What you will do:
Reproduce all of the records below with each occurrence of "query" swapped for "prompt". Leave everything else unchanged.

Dataset rows:
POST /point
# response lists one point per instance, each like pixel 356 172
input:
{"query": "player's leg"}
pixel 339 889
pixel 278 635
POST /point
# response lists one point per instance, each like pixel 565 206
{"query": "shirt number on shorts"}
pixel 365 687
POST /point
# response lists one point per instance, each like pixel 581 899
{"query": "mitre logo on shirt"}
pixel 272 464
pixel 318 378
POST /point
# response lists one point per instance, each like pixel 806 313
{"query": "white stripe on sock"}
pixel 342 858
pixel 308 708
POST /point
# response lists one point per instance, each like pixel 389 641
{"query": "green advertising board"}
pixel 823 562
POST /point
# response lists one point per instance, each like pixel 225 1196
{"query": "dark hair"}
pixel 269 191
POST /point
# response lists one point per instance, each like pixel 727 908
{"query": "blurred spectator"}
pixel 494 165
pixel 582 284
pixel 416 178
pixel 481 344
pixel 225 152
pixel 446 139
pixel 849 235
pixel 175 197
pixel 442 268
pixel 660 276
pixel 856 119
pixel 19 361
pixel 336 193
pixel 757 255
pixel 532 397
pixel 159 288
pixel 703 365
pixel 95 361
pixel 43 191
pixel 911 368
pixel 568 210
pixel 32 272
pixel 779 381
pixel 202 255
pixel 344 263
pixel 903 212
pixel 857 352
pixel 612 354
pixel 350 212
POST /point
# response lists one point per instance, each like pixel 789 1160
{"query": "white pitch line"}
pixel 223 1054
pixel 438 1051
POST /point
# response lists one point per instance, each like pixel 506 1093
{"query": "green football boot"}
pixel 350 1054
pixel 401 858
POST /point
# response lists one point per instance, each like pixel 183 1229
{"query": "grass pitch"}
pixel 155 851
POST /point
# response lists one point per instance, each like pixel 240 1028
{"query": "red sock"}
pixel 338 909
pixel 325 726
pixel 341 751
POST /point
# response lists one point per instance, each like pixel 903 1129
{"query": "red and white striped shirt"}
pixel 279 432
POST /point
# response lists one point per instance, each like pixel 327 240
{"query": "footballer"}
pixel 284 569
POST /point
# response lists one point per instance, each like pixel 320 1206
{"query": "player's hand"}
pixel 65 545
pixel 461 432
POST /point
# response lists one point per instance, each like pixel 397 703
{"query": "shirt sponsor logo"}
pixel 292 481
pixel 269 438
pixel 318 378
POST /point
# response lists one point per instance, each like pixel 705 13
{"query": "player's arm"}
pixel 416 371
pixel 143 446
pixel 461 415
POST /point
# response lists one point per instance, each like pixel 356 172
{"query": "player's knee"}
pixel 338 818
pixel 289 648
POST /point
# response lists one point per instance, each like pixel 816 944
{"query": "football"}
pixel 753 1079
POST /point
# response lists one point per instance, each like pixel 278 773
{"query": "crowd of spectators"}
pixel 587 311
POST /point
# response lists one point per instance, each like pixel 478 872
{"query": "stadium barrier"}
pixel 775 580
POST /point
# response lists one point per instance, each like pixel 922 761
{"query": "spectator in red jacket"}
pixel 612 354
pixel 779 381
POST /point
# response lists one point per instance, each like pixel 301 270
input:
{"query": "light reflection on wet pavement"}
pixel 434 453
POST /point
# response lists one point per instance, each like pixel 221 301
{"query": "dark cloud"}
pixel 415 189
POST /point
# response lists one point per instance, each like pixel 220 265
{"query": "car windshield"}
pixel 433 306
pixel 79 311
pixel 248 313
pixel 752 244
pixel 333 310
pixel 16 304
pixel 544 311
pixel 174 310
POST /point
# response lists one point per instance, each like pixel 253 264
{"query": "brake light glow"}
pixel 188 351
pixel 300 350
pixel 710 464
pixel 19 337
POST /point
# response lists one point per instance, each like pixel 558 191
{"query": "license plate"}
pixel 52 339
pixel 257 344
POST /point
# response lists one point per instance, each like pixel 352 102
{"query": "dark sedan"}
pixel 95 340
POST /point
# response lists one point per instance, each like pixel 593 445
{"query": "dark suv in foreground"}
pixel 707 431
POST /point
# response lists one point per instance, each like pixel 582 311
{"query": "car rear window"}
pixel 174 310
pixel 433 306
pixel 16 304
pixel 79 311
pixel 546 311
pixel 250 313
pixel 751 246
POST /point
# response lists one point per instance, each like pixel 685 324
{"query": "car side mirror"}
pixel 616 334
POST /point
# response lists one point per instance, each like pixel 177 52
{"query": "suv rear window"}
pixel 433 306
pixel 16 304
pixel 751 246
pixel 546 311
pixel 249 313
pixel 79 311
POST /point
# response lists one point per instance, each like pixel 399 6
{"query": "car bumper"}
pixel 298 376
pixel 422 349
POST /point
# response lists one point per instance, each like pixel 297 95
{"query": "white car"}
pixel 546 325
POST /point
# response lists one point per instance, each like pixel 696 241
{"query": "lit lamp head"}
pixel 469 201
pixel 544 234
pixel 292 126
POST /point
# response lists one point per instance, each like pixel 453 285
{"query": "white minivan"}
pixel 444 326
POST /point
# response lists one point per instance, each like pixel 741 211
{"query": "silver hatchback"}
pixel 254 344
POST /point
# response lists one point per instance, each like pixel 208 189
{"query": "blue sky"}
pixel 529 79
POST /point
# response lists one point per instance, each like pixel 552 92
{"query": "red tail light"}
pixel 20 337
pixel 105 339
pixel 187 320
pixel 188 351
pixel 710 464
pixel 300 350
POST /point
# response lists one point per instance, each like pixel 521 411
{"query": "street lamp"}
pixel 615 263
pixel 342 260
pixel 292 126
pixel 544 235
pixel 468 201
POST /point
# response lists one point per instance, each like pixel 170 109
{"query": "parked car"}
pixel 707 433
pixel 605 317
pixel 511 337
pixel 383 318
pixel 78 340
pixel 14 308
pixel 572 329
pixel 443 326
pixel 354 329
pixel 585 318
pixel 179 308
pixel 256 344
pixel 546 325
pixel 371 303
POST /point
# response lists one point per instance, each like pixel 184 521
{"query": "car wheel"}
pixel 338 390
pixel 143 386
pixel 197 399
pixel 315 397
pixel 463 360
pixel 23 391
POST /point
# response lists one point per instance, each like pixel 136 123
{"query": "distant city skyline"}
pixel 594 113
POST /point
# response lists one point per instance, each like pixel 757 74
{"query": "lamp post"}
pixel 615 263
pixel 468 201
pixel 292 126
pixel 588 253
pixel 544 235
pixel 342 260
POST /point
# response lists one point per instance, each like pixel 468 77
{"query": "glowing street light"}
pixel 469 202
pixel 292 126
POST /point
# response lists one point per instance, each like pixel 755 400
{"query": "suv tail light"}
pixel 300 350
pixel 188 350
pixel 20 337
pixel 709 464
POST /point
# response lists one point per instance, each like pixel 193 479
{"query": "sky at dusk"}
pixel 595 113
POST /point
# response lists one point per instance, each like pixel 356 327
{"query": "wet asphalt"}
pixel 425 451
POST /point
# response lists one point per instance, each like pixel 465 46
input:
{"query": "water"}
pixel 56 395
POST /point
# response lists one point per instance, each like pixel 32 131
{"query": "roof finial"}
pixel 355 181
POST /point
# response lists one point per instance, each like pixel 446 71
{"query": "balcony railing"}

Correct output:
POST /point
# response lists one point per instance, each like pixel 356 172
input:
{"prompt": "player's leg"}
pixel 339 889
pixel 278 635
POST /point
# response lists one point per instance, each like pixel 565 206
{"prompt": "shirt number on shorts"}
pixel 365 687
POST /point
# response lists one point per instance, each like pixel 581 899
{"prompt": "mitre logo on shirt"}
pixel 272 464
pixel 318 378
POST /point
# response lists one point per instance, each like pixel 806 313
{"prompt": "white stripe on sock"}
pixel 342 858
pixel 308 708
POST /point
# response lists one point per instance, each like pixel 389 641
{"prompt": "green advertising board"}
pixel 823 562
POST /point
# response lists one point per instance, each like pixel 225 1196
{"prompt": "dark hair"}
pixel 269 191
POST /point
# response lists one point per instance, each like pixel 727 908
{"prompt": "blurred spectator"}
pixel 494 165
pixel 582 284
pixel 416 178
pixel 481 344
pixel 225 152
pixel 446 139
pixel 849 235
pixel 175 197
pixel 442 268
pixel 660 276
pixel 856 119
pixel 19 361
pixel 336 193
pixel 757 255
pixel 532 397
pixel 159 288
pixel 703 365
pixel 95 361
pixel 43 191
pixel 911 368
pixel 568 210
pixel 32 272
pixel 779 381
pixel 202 255
pixel 344 263
pixel 903 212
pixel 857 352
pixel 612 354
pixel 350 212
POST /point
# response lists one point per instance, each like pixel 789 1160
{"prompt": "white pitch line"}
pixel 223 1054
pixel 438 1051
POST /point
# response lists one point per instance, each like pixel 506 1093
{"prompt": "green football boot"}
pixel 350 1054
pixel 401 858
POST /point
# response lists one point per instance, each like pixel 183 1229
{"prompt": "grass pitch"}
pixel 155 851
POST /point
# response lists one point per instance, each like pixel 240 1028
{"prompt": "red sock"}
pixel 338 909
pixel 325 726
pixel 341 751
POST /point
# response lists one point per instance, each like pixel 903 1129
{"prompt": "red and white striped shirt"}
pixel 279 432
POST /point
# response lists one point per instance, each like pixel 327 240
{"prompt": "footballer"}
pixel 284 569
POST /point
# response lists one point per instance, each like pixel 320 1206
{"prompt": "player's hand"}
pixel 65 545
pixel 461 432
POST /point
# response lists one point per instance, each like pixel 397 703
{"prompt": "shirt sponsor logo"}
pixel 292 481
pixel 269 438
pixel 318 378
POST /point
# response lists one point per instance, each like pixel 705 13
{"prompt": "player's arm"}
pixel 416 371
pixel 143 446
pixel 461 415
POST /point
# response lists one point per instance, each like pixel 356 172
{"prompt": "player's knee"}
pixel 338 818
pixel 289 648
POST /point
# response lists one point per instance, each like pixel 816 944
{"prompt": "football"}
pixel 753 1079
POST /point
# response lists one point per instance, each like pixel 278 773
{"prompt": "crowd of spectators"}
pixel 587 311
POST /point
# response lists one point per instance, each like pixel 478 872
{"prompt": "stadium barrier"}
pixel 775 580
POST /point
# response lists one point per instance, each like pixel 922 761
{"prompt": "spectator in red jacket"}
pixel 612 354
pixel 779 381
POST /point
# response lists one point per instance, each like pixel 301 270
input:
{"prompt": "light reflection on wet pavement"}
pixel 434 453
POST /point
# response lists one point per instance, each like pixel 221 301
{"prompt": "dark cloud"}
pixel 415 189
POST /point
# response lists one point per instance, each like pixel 220 265
{"prompt": "car windshield"}
pixel 433 306
pixel 79 311
pixel 248 313
pixel 752 244
pixel 333 310
pixel 16 304
pixel 544 311
pixel 174 310
POST /point
# response lists one point per instance, each like pixel 253 264
{"prompt": "brake light glow"}
pixel 188 351
pixel 300 350
pixel 710 464
pixel 19 337
POST /point
# response lists one point per instance, each like pixel 558 191
{"prompt": "license plate"}
pixel 52 339
pixel 257 344
POST /point
# response lists one point per instance, each like pixel 352 102
{"prompt": "dark sedan"}
pixel 95 340
POST /point
# response lists one point per instance, each like pixel 593 445
{"prompt": "dark suv in foreground"}
pixel 707 431
POST /point
# response lists one point per instance, each like pixel 582 311
{"prompt": "car rear window"}
pixel 174 310
pixel 433 306
pixel 16 304
pixel 79 311
pixel 546 311
pixel 250 313
pixel 751 246
POST /point
# response lists one point per instance, each like pixel 685 324
{"prompt": "car side mirror"}
pixel 616 334
POST /point
# response lists one point per instance, each like pixel 177 52
{"prompt": "suv rear window"}
pixel 433 306
pixel 16 304
pixel 751 246
pixel 546 311
pixel 249 313
pixel 79 311
POST /point
# response lists one point per instance, each like pixel 399 6
{"prompt": "car bumper"}
pixel 298 376
pixel 422 349
POST /point
# response lists one point per instance, each like pixel 297 95
{"prompt": "white car"}
pixel 546 325
POST /point
# response lists one point per instance, each like pixel 696 241
{"prompt": "lit lamp head"}
pixel 469 201
pixel 544 234
pixel 292 126
POST /point
# response lists one point per instance, each like pixel 453 285
{"prompt": "white minivan"}
pixel 444 326
POST /point
# response lists one point per instance, each like pixel 741 211
{"prompt": "silver hatchback"}
pixel 254 344
POST /point
# response lists one point per instance, each like pixel 208 189
{"prompt": "blue sky"}
pixel 529 79
POST /point
# response lists one point per instance, each like pixel 552 92
{"prompt": "red tail light"}
pixel 20 337
pixel 105 339
pixel 187 320
pixel 188 351
pixel 710 464
pixel 300 350
POST /point
# response lists one point per instance, each like pixel 521 411
{"prompt": "street lamp"}
pixel 615 263
pixel 342 260
pixel 292 126
pixel 544 235
pixel 468 201
POST /point
# response lists one point per instance, each like pixel 170 109
{"prompt": "parked car"}
pixel 707 433
pixel 605 317
pixel 511 337
pixel 383 318
pixel 78 340
pixel 14 308
pixel 572 329
pixel 443 326
pixel 354 329
pixel 585 318
pixel 179 308
pixel 256 344
pixel 546 325
pixel 371 303
POST /point
# response lists one point per instance, each like pixel 184 521
{"prompt": "car wheel"}
pixel 338 390
pixel 143 386
pixel 197 399
pixel 315 397
pixel 463 360
pixel 23 391
POST /point
# response lists one point per instance, each like pixel 136 123
{"prompt": "distant city skyline"}
pixel 594 113
POST /point
# response lists one point per instance, each like pixel 757 74
{"prompt": "lamp post"}
pixel 615 263
pixel 468 201
pixel 292 126
pixel 588 253
pixel 544 235
pixel 342 260
POST /point
# response lists one point per instance, each like pixel 468 77
{"prompt": "glowing street light"}
pixel 469 202
pixel 292 126
POST /point
# response lists one point per instance, each like pixel 755 400
{"prompt": "suv tail light"}
pixel 300 350
pixel 188 350
pixel 20 337
pixel 709 464
POST /point
# response lists one point per instance, each like pixel 193 479
{"prompt": "sky at dusk"}
pixel 595 113
POST /point
# response lists one point per instance, each like pixel 356 327
{"prompt": "wet asphalt"}
pixel 425 451
POST /point
# response lists one point per instance, each like pixel 465 46
input:
{"prompt": "water"}
pixel 56 395
POST /point
# response lists one point per instance, each like pixel 32 131
{"prompt": "roof finial"}
pixel 355 181
POST /point
# response lists one point per instance, each like pixel 446 71
{"prompt": "balcony railing"}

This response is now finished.